Textauszug —
Der Schrecken des syrischen Bürgerkriegs hat bereits mehr als zwei Millionen Flüchtlinge in die Nachbarländer getrieben: Sie brauchen Wasser, Strom, Essen und Wohnraum. Doch in einigen Ländern sind die Grenzen der Hilfe erreicht - der Kollaps ist unausweichlich.

Von Tomas Avenarius

Azzam steht zwischen den Zelten, stinkendes Abwasser schlängelt sich an seiner Behausung vorbei, sein kleiner Sohn hängt ihm am Bein. Der stoppelbärtige Syrer aus einem der umkämpften Vororte von Damaskus sagt: "Wenn die bei den Friedensgesprächen in Genf etwas erreichen, bin ich am nächsten Tag auf dem Weg nach Hause."

[Zeilen des Datensatzes zum Zeigen auf Objekte]
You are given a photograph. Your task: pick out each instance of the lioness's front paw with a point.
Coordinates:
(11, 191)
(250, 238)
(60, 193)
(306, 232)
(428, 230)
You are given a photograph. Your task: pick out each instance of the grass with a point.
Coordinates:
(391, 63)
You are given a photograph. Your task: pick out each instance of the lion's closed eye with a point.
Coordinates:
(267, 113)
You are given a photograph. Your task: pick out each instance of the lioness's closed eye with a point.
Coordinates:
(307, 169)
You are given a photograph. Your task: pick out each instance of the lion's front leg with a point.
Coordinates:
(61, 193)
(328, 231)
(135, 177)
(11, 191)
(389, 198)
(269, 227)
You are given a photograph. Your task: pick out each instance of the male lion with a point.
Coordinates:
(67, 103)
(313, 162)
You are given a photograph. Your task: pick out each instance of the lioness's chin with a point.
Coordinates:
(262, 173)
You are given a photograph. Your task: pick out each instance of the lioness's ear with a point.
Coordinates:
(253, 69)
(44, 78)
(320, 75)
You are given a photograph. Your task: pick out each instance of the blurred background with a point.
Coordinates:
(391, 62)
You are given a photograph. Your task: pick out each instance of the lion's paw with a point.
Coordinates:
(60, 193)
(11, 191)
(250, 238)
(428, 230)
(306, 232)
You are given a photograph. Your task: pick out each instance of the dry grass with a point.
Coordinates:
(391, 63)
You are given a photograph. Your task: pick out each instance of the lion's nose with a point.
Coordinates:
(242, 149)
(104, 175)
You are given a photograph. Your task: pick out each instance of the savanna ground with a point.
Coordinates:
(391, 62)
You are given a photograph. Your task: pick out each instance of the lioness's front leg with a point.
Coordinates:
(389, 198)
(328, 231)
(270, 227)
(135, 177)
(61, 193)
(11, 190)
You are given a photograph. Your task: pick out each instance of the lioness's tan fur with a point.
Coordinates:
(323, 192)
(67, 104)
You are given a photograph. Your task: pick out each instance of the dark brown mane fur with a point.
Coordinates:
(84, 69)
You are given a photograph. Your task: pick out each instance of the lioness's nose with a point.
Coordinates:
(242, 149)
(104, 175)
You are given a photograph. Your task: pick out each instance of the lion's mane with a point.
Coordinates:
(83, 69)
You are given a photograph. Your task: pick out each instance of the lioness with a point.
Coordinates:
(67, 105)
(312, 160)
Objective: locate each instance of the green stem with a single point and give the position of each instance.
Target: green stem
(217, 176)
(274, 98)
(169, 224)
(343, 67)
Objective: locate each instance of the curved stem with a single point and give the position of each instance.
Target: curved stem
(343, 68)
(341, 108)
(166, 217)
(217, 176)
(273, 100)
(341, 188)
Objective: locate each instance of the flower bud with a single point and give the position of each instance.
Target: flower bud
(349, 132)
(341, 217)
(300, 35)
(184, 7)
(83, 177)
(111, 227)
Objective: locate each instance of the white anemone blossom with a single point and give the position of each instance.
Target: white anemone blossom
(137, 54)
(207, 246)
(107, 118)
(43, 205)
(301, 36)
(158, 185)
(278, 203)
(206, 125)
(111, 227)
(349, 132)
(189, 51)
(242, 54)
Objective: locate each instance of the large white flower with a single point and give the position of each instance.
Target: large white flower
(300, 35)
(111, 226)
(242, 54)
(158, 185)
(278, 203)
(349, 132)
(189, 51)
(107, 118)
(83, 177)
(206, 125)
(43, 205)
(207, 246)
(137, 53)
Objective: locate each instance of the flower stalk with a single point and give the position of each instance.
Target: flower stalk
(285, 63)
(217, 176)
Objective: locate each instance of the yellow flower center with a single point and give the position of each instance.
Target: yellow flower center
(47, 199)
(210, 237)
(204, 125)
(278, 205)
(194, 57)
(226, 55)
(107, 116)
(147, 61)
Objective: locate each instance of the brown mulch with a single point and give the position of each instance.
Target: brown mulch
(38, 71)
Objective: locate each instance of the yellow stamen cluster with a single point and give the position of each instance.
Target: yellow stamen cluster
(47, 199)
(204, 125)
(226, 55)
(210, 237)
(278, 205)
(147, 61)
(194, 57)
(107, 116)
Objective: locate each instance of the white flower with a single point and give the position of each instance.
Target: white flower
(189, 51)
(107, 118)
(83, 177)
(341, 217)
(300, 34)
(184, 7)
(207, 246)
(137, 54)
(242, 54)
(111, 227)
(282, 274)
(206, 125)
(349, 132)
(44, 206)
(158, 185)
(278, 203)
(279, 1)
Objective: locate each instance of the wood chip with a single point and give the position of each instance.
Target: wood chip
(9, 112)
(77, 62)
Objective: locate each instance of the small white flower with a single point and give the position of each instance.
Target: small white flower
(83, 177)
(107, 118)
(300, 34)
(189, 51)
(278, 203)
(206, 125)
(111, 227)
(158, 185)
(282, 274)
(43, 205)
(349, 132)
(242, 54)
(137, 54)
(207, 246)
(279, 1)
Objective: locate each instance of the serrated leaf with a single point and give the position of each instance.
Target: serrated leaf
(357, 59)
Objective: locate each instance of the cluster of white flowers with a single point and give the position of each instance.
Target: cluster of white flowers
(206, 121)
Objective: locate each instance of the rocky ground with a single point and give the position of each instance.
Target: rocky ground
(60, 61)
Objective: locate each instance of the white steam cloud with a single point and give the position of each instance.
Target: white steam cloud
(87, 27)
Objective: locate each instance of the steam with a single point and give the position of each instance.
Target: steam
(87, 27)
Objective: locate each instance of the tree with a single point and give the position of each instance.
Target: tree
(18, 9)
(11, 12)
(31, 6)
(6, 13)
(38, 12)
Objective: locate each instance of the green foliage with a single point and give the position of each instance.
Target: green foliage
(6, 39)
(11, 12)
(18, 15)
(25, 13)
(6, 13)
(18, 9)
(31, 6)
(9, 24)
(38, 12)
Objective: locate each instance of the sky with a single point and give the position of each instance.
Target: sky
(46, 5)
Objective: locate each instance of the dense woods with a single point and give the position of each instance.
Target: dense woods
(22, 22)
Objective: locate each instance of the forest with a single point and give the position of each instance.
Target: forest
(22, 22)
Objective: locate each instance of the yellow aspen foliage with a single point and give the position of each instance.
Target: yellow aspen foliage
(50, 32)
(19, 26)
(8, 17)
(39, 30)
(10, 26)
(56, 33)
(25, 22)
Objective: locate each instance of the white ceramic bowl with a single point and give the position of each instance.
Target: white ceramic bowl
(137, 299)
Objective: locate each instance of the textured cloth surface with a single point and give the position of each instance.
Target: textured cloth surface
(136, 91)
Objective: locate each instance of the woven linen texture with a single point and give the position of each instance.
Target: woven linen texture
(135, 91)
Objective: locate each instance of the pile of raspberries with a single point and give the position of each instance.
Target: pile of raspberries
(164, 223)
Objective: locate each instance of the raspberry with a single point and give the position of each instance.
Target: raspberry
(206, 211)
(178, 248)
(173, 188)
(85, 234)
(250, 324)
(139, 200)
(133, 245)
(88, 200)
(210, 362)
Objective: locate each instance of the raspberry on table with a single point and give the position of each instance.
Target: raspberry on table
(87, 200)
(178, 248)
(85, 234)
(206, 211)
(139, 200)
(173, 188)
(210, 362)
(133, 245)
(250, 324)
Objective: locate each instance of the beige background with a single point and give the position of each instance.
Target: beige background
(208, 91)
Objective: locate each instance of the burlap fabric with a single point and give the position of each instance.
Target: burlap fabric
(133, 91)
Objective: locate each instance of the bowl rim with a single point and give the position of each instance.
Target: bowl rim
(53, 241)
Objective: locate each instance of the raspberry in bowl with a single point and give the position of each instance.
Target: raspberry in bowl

Auszuführende Aufgaben —
a. Zitieren Sie aus dem Textauszug die Passage, die mit "Der Schrecken des" beginnt und bis einschließlich "Kollaps ist unausweichlich." reicht.
b. Geben Sie aus den Datenzeilen alle Zeilen unverändert aus, beginnend mit der Zeile, die "Objective: locate each instance of the raspberry on" enthält, bis einschließlich der letzten Zeile.

Vollständige Lösungen —
a.
Der Schrecken des syrischen Bürgerkriegs hat bereits mehr als zwei Millionen Flüchtlinge in die Nachbarländer getrieben: Sie brauchen Wasser, Strom, Essen und Wohnraum. Doch in einigen Ländern sind die Grenzen der Hilfe erreicht - der Kollaps ist unausweichlich.

b.
Objective: locate each instance of the raspberry on table with a single point and give the position of each instance.
Target: raspberry on table
(87, 200)
(178, 248)
(85, 234)
(206, 211)
(139, 200)
(173, 188)
(210, 362)
(133, 245)
(250, 324)
Objective: locate each instance of the beige background with a single point and give the position of each instance.
Target: beige background
(208, 91)
Objective: locate each instance of the burlap fabric with a single point and give the position of each instance.
Target: burlap fabric
(133, 91)
Objective: locate each instance of the bowl rim with a single point and give the position of each instance.
Target: bowl rim
(53, 241)
Objective: locate each instance of the raspberry in bowl with a single point and give the position of each instance.
Target: raspberry in bowl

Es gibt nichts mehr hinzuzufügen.